● **Saved entries**
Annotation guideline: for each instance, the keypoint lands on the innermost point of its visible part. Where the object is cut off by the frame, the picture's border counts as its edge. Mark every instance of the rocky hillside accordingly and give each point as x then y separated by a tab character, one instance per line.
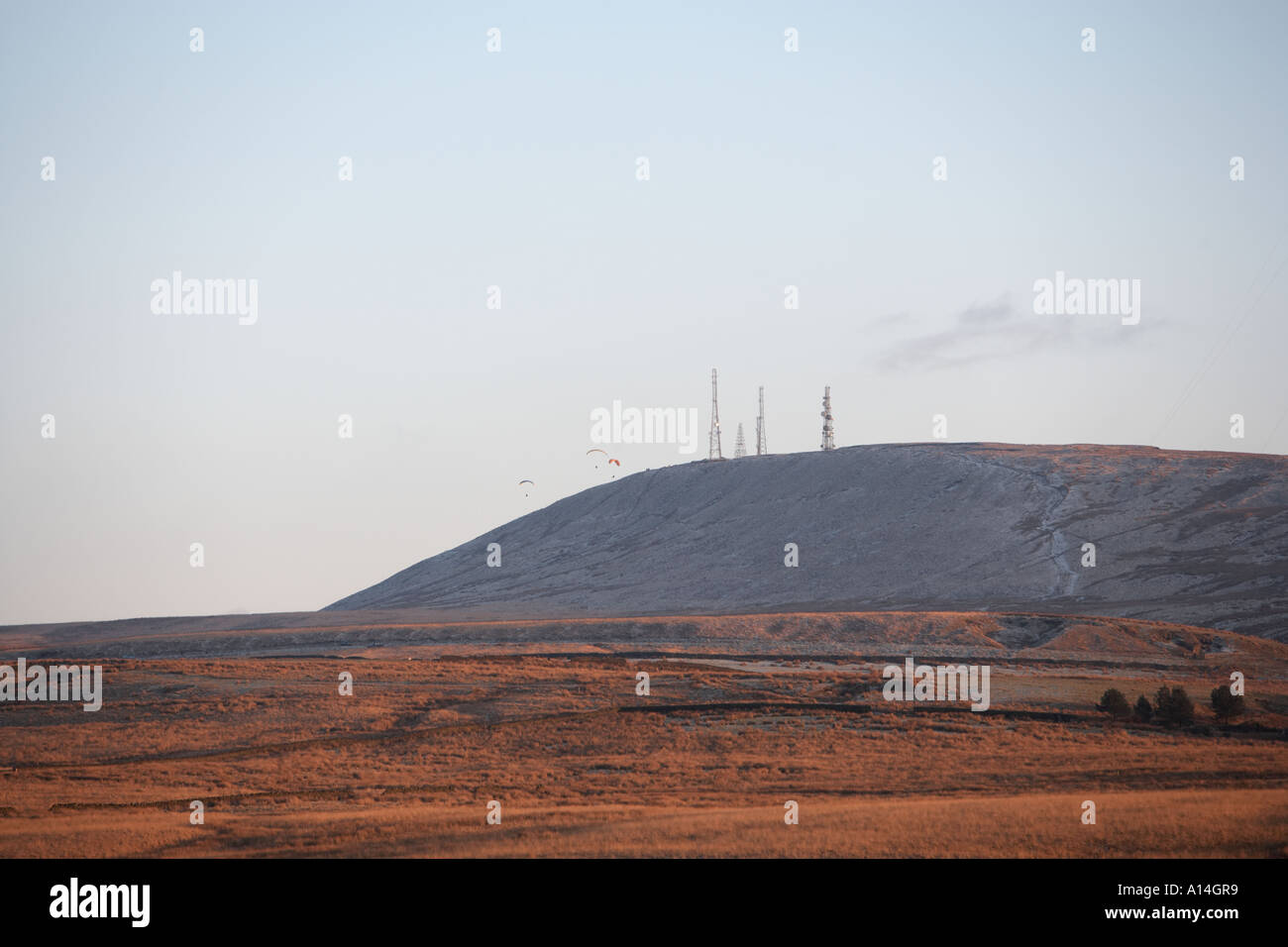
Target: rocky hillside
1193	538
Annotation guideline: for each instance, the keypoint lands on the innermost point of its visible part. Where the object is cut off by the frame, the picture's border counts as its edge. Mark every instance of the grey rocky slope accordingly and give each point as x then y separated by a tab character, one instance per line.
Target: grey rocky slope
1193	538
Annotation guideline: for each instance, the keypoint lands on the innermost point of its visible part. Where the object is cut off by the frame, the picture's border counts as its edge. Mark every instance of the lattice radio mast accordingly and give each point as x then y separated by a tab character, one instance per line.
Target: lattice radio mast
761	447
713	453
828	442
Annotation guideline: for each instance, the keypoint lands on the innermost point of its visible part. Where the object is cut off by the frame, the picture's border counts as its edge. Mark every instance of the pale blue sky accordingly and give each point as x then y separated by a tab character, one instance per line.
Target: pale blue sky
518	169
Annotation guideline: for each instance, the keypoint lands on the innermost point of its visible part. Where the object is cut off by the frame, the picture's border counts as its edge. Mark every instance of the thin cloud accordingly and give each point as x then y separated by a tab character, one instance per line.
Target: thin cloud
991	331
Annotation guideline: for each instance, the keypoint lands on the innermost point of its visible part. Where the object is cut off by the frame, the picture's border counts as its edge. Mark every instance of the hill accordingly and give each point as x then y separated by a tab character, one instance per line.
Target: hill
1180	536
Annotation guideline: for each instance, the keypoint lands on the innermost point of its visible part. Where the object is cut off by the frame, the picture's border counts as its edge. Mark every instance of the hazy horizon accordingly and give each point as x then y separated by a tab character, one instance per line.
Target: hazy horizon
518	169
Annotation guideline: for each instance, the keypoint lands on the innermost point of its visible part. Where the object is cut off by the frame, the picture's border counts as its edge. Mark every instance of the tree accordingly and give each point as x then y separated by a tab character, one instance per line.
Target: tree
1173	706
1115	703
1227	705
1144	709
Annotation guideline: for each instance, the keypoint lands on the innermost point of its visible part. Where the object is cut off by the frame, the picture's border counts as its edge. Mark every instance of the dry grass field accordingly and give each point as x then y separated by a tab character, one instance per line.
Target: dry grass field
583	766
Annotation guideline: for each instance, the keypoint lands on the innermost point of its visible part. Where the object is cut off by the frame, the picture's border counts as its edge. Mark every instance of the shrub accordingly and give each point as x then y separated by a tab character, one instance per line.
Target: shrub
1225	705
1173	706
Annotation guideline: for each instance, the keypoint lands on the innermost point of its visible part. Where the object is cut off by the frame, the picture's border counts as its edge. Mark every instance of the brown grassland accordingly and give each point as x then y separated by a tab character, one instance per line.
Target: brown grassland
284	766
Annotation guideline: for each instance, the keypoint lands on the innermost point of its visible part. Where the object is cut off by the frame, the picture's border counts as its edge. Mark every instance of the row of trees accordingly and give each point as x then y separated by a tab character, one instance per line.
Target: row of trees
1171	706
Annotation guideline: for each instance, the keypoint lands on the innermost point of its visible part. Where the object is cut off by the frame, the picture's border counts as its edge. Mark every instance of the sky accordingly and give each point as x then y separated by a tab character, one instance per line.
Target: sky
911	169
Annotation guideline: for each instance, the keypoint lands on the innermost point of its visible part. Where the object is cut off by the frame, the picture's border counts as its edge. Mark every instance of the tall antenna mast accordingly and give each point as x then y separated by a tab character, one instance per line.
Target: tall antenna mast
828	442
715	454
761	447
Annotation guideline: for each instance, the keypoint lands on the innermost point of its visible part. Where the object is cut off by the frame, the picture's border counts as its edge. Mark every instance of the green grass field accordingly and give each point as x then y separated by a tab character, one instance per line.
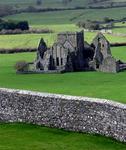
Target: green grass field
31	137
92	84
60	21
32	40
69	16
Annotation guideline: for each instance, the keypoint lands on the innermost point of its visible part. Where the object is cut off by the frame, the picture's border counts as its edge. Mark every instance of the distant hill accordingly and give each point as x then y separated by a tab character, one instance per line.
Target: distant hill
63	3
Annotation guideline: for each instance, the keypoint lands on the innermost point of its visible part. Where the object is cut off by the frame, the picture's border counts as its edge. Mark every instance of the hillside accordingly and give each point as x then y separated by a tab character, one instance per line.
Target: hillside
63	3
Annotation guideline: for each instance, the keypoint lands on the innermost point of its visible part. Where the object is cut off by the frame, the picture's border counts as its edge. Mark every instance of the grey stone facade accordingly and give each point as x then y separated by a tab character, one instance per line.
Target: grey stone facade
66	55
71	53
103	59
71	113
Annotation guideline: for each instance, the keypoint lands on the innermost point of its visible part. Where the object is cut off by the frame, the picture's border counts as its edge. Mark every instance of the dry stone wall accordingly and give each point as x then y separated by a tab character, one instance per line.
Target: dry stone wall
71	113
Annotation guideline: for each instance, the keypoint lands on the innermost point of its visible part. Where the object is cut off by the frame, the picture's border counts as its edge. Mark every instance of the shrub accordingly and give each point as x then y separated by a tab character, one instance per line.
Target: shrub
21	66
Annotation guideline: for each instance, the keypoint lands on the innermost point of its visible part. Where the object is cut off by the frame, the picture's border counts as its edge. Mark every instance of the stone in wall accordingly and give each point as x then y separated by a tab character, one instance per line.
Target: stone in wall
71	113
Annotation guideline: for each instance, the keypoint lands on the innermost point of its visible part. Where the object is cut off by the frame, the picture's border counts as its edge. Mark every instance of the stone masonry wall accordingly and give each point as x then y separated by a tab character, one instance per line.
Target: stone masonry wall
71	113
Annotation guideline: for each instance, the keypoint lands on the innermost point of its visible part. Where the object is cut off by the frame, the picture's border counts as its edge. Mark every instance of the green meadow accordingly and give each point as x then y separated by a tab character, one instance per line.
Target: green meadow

● **What you should do**
Reproduce the data verbatim and omit each image.

● **Exercise output**
Annotation guideline: for each instance, the keypoint lands on the innermost point of its visible part. Where the object is cut off by the frame, the picture's border counts as its edge. Mark every instance of the rocky hillside accordingly and give each point as x then y separated by a tab character, one instance per line.
Target: rocky hillside
1193	538
Annotation guideline: for each instance, the keypoint lands on the innermost point of its visible part. Where the object is cut off by the frame, the picture's border counts as its edge. Mark every instance of the grey rocky slope accordingly and give each point as x then y separated by a tab character, one instance per line.
Target: grey rocky slope
1193	538
Annotation guideline: for each instance, the keypoint lands on the innermost point of its visible part. Where the object is cut off by the frame, the picture's border counts as its edge. Mark every instance of the lattice radio mast accordingly and give each point as x then y separated by a tab character, one instance per line.
Target: lattice radio mast
761	447
713	453
828	442
Annotation guideline: for each instance, the keypoint lands on the innermost point of its visible part. Where the object is cut off by the frame, the picture's border counts as its edge. Mark every instance of the pale blue sky accordingly and give each point as x then y separated by a tab character, one instance per line.
Target: pale blue sky
518	169
Annotation guideline: for each instance, the keypoint lands on the innermost point of its visible part. Where the object is cut off by the frame, the picture's border counts as its edge. Mark every instance of the thin cloud accordingly and give each point as x then y separated by a tab character, one instance per line.
Target: thin cloud
991	331
Annotation guideline: for each instance, the keypoint lands on the innermost point of its visible part. Where the object is cut off by the frame, the picture's border counts as its edge. Mark every instance of the hill accordingly and give each point as x then y separated by a tab character, one instance per line.
Target: hill
1180	536
Annotation guideline: for each instance, the keypoint lands on the innermost point of its visible part. Where the object is cut off by the frame, the picture's border counts as its edge. Mark every instance of the hazy horizon accordingly and give each point as x then y separated by a tab character, one instance per line.
Target: hazy horizon
518	169
Annotation guideline: for each instance, the keypoint lands on the innermost point of its visible part. Where the object is cut off by the frame, the picture's border counts as its edge. Mark every instance of the tree accordingly and give each point as x then y separated by a tab character, one instance per line.
Target: tree
1173	706
1115	703
1227	705
1144	709
Annotation guideline: for each instance, the keypoint lands on the innermost point of its visible part. Where the object is cut off by the frame, the picture's border counts as its edge. Mark every instance of the dry grass field accordingly and give each point as x then y separated by a tab character, one instance per line.
Target: dry grass field
583	766
Annotation guideline: for each instance, the keypoint lands on the innermost point of its visible part. Where the object is cut off by the frame, the picture's border counts as its edge. Mark every instance of the shrub accordingly and give each point as x then y separated by a tab character, one instance per line.
Target: shrub
1225	705
1173	706
Annotation guideline: for each instance, the keypoint lands on the innermost point of its visible part. Where the object is cut off by the frame, the picture's border counts as its edge. Mark every instance of the brown grassland accordingly and give each point as x then y separated by a tab character, one instance per line.
Target: brown grassland
284	766
Annotation guideline: for each instance, the keypoint lands on the innermost point of its visible part. Where the object is cut off by the frame, the picture's border counts as its edge. Mark every instance of the row of trees accordingly and give each point as x then y separated by a tab character, one instance per line.
Target: row of trees
1171	706
Annotation guideline: for each instance, the keypoint lands on the innermost point of its visible part. Where the object is cut off by the frame, the picture's border counts as its edge. Mark every instance of the sky accordingly and give each point as x then y separated by a tab character, one instance per line.
Target: sky
911	169
Annotation guideline: for each instance, the keypoint lands on the innermost point of its visible part. Where the object is cut off by the frame, the picture's border counts as its edge. Mark every instance of the tall antenna mast accordingly and give each point as x then y separated by a tab character, one instance per line.
Target: tall antenna mast
828	442
715	454
761	447
Annotation guideline: for each instance, the keypoint lands on the innermost point of its visible part. Where the object is cut off by the frame, the picture's border counts as its edge. Mark every instance of the green grass field accordingly and give each point as x then y separated by a tab character, one instance per line.
Target: green grass field
31	137
92	84
60	21
32	40
69	16
Annotation guideline: for each instance, the keypoint lands on the innermost point of its visible part. Where the object is cut off by the frame, the picture's border counts as its edge. Mark every instance of the distant hill accordingly and give each point as x then y separated by a tab character, one instance per line.
Target: distant hill
63	3
Annotation guideline: for each instance, the keypoint lands on the innermost point of its visible part. Where the object is cut off by the frame, the picture's border counts as its edge. Mark every instance of the hillside accordingly and give each point as x then y separated by a tab character, one instance per line.
Target: hillside
63	3
Annotation guideline: for each instance, the keypoint lands on the innermost point of its visible part. Where the object is cut off by the frame, the picture's border counts as its edge. Mark every instance of the grey stone facade accordingly and give each point as x then y separated by a tab character, one instance per line.
Target: grey stone facade
66	55
71	53
103	59
71	113
Annotation guideline: for each instance, the keypoint lands on the innermost point of its visible part. Where the object is cut off by the frame, the picture's border counts as its edge. Mark every instance of the dry stone wall accordingly and give each point as x then y separated by a tab character, one instance per line.
Target: dry stone wall
71	113
Annotation guideline: for each instance, the keypoint lands on the innermost point of its visible part. Where the object is cut off by the frame, the picture's border counts as its edge. Mark every instance of the shrub accordingly and give each point as x then y separated by a tab character, one instance per line.
Target: shrub
21	66
Annotation guideline: for each instance, the keypoint lands on the innermost point of its visible part. Where the object is cut off by the frame, the picture's border counts as its edge. Mark every instance of the stone in wall accordingly and give each point as x then y separated by a tab character, one instance per line.
Target: stone in wall
71	113
Annotation guideline: for each instance, the keypoint lands on the innermost point of its visible part. Where the object is cut off by the frame, the picture's border counts as its edge. Mark every instance of the stone masonry wall accordingly and give each point as x then y separated by a tab character, one instance per line.
Target: stone masonry wall
71	113
Annotation guideline: for each instance, the keypoint lands on the innermost point of its visible part. Where the object is cut off by the frame, the picture's border counts as its edge. Mark every instance of the green meadow accordingly and give each point as x then y separated by a tab character, one instance per line.
Target: green meadow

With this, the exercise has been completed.